● **To do**
Reproduce the data that follows precisely.

● **Entries supplied**
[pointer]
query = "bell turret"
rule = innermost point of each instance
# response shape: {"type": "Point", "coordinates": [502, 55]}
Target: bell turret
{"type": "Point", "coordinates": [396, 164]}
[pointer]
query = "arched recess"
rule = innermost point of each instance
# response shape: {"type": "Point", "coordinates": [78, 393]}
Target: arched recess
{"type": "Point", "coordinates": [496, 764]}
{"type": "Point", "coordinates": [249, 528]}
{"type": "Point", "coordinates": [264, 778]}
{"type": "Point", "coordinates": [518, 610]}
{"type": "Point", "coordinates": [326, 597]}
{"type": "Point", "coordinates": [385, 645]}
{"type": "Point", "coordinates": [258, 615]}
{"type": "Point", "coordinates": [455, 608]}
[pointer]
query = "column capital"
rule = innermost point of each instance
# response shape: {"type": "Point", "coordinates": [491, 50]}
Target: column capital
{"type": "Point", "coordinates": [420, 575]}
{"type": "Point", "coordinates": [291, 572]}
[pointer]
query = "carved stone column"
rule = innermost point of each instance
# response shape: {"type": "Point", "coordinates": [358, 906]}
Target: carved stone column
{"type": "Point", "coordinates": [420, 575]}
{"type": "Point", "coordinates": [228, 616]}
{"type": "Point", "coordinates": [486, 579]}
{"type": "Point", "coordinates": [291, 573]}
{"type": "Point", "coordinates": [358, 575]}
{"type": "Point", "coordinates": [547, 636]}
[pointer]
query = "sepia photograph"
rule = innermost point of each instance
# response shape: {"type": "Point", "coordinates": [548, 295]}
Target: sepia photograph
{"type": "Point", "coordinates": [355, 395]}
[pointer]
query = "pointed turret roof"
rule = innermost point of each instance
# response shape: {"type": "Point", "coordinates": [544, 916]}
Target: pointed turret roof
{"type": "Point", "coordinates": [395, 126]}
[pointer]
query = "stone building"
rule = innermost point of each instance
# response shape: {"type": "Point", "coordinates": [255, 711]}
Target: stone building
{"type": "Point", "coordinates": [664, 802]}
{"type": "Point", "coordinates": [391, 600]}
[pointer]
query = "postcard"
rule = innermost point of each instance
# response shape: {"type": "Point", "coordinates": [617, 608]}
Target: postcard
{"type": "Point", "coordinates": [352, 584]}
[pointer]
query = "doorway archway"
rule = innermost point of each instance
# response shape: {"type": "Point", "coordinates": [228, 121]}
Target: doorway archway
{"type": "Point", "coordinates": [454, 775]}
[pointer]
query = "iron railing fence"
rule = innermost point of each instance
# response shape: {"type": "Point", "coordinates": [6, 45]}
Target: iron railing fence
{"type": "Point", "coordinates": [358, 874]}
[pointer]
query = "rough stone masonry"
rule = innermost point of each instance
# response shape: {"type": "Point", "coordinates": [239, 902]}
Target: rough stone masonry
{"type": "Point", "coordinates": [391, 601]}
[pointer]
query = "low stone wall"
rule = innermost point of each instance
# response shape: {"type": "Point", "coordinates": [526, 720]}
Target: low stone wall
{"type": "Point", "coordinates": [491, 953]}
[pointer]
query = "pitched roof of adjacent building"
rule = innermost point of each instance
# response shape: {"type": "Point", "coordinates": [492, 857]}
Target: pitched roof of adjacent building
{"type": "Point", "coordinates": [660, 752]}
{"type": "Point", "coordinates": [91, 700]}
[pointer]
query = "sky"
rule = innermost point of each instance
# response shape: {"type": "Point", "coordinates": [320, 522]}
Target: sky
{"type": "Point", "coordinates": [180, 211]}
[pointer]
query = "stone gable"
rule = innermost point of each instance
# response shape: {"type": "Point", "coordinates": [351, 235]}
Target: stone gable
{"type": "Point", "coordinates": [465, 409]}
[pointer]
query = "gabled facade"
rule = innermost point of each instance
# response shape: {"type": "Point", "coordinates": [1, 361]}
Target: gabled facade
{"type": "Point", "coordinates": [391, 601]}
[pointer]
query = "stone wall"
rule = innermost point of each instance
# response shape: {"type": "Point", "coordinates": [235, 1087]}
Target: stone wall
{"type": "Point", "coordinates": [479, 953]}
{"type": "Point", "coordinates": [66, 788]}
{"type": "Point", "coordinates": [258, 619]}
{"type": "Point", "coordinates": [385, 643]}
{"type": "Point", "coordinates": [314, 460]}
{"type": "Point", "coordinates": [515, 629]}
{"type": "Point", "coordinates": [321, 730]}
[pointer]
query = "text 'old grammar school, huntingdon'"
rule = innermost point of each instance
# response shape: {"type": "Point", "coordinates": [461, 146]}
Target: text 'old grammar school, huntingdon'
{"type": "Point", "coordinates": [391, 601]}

● **Solved exercise**
[pointer]
query = "bell turret"
rule = innermost point of each instance
# response shape: {"type": "Point", "coordinates": [502, 55]}
Target: bell turret
{"type": "Point", "coordinates": [396, 164]}
[pointer]
query = "arched recess"
rule = innermost point of each instance
# response shape: {"type": "Point", "coordinates": [78, 393]}
Target: arched recess
{"type": "Point", "coordinates": [496, 764]}
{"type": "Point", "coordinates": [249, 528]}
{"type": "Point", "coordinates": [264, 778]}
{"type": "Point", "coordinates": [518, 610]}
{"type": "Point", "coordinates": [326, 597]}
{"type": "Point", "coordinates": [385, 645]}
{"type": "Point", "coordinates": [258, 615]}
{"type": "Point", "coordinates": [455, 608]}
[pointer]
query = "column capital"
rule = innermost point of each instance
# response shape: {"type": "Point", "coordinates": [491, 50]}
Target: column capital
{"type": "Point", "coordinates": [420, 575]}
{"type": "Point", "coordinates": [291, 572]}
[pointer]
query = "carved stone column"
rule = innermost point of each instance
# response shape: {"type": "Point", "coordinates": [358, 906]}
Target: carved stone column
{"type": "Point", "coordinates": [420, 575]}
{"type": "Point", "coordinates": [228, 616]}
{"type": "Point", "coordinates": [486, 579]}
{"type": "Point", "coordinates": [291, 573]}
{"type": "Point", "coordinates": [358, 575]}
{"type": "Point", "coordinates": [547, 636]}
[pointer]
query = "sepia photograph"
rule = innermost point of each instance
# response shape: {"type": "Point", "coordinates": [548, 295]}
Target: sepia photograph
{"type": "Point", "coordinates": [355, 395]}
[pointer]
query = "pointed turret roof"
rule = innermost point of each instance
# response shape: {"type": "Point", "coordinates": [544, 916]}
Target: pointed turret roof
{"type": "Point", "coordinates": [395, 126]}
[pointer]
query = "stone building"
rule = innermost point of each instance
# response shape: {"type": "Point", "coordinates": [255, 711]}
Target: stone building
{"type": "Point", "coordinates": [664, 802]}
{"type": "Point", "coordinates": [391, 600]}
[pointer]
query = "postcard"
rule = innermost point of each instance
# response shape: {"type": "Point", "coordinates": [617, 608]}
Target: postcard
{"type": "Point", "coordinates": [352, 584]}
[pointer]
query = "doorway archway"
rule = innermost point of each instance
# response shape: {"type": "Point", "coordinates": [228, 121]}
Target: doorway archway
{"type": "Point", "coordinates": [454, 775]}
[pointer]
query = "iron railing fence"
rule = innermost point of each instance
# response shape: {"type": "Point", "coordinates": [6, 45]}
Target: iron railing fence
{"type": "Point", "coordinates": [358, 874]}
[pointer]
query = "rough stone masonry"
rule = innermost point of each instance
# response shape: {"type": "Point", "coordinates": [239, 902]}
Target: rough stone masonry
{"type": "Point", "coordinates": [391, 601]}
[pointer]
query = "low stone wall"
rule = innermost point of each instance
# response shape: {"type": "Point", "coordinates": [526, 720]}
Target: low stone wall
{"type": "Point", "coordinates": [491, 953]}
[pointer]
query = "pitched roof of adjacent building"
rule = innermost point of each instance
# response shape: {"type": "Point", "coordinates": [492, 857]}
Target: pitched roof of adjacent building
{"type": "Point", "coordinates": [660, 752]}
{"type": "Point", "coordinates": [91, 700]}
[pointer]
query = "sky"
rule = innermost point of each instance
# response shape: {"type": "Point", "coordinates": [320, 522]}
Target: sky
{"type": "Point", "coordinates": [180, 211]}
[pointer]
query = "stone gable"
rule = innermost point of each instance
# response shape: {"type": "Point", "coordinates": [351, 235]}
Target: stone gable
{"type": "Point", "coordinates": [465, 409]}
[pointer]
query = "gabled facade"
rule = innermost point of each instance
# response shape: {"type": "Point", "coordinates": [1, 361]}
Target: gabled facade
{"type": "Point", "coordinates": [391, 601]}
[pointer]
query = "stone wall"
rule = innermost point of each instance
# response shape: {"type": "Point", "coordinates": [235, 1087]}
Target: stone wall
{"type": "Point", "coordinates": [479, 953]}
{"type": "Point", "coordinates": [66, 788]}
{"type": "Point", "coordinates": [258, 619]}
{"type": "Point", "coordinates": [385, 643]}
{"type": "Point", "coordinates": [314, 460]}
{"type": "Point", "coordinates": [515, 629]}
{"type": "Point", "coordinates": [321, 730]}
[pointer]
query = "text 'old grammar school, huntingdon'"
rule = innermost point of each instance
# response shape: {"type": "Point", "coordinates": [461, 146]}
Target: text 'old grammar school, huntingdon'
{"type": "Point", "coordinates": [391, 601]}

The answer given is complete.